* Start DATA IN THIS EXERCISE *
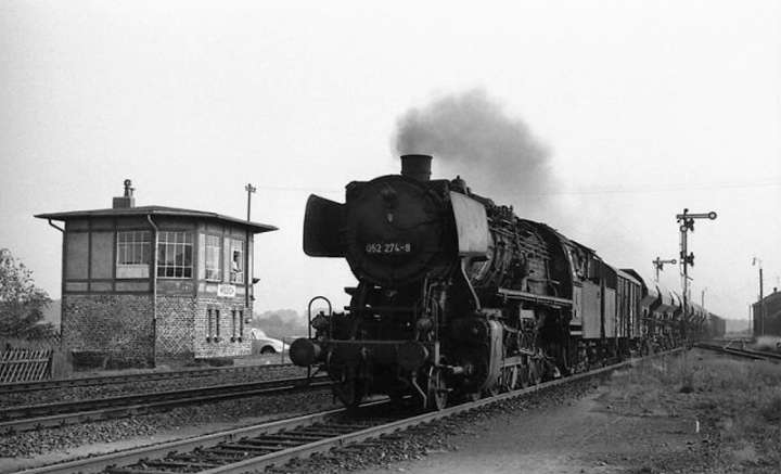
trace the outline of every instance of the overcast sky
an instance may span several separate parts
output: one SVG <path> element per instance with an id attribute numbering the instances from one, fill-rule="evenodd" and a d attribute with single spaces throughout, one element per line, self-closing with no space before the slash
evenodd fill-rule
<path id="1" fill-rule="evenodd" d="M 755 255 L 781 286 L 781 2 L 269 3 L 0 2 L 0 247 L 52 297 L 62 238 L 33 215 L 110 207 L 130 178 L 138 205 L 236 217 L 254 183 L 280 228 L 256 238 L 256 310 L 342 304 L 346 264 L 300 249 L 308 194 L 398 172 L 399 117 L 473 90 L 548 148 L 558 210 L 475 192 L 645 276 L 677 257 L 676 213 L 713 209 L 696 300 L 745 318 Z"/>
* End DATA IN THIS EXERCISE *
→ REQUEST
Change "overcast sky" to "cloudy sky" in the records from the start through the line containing "evenodd fill-rule", keeping every other word unchanged. Return only those lines and leave out the pictures.

→ COMPLETED TASK
trace the outline of every instance of the cloudy sky
an instance may span several separate parts
output: one SVG <path> element per instance with an id attribute numbering the instances from one, fill-rule="evenodd" and a d attribute with single spaces throughout, one element per line, self-closing with no space before the slash
evenodd fill-rule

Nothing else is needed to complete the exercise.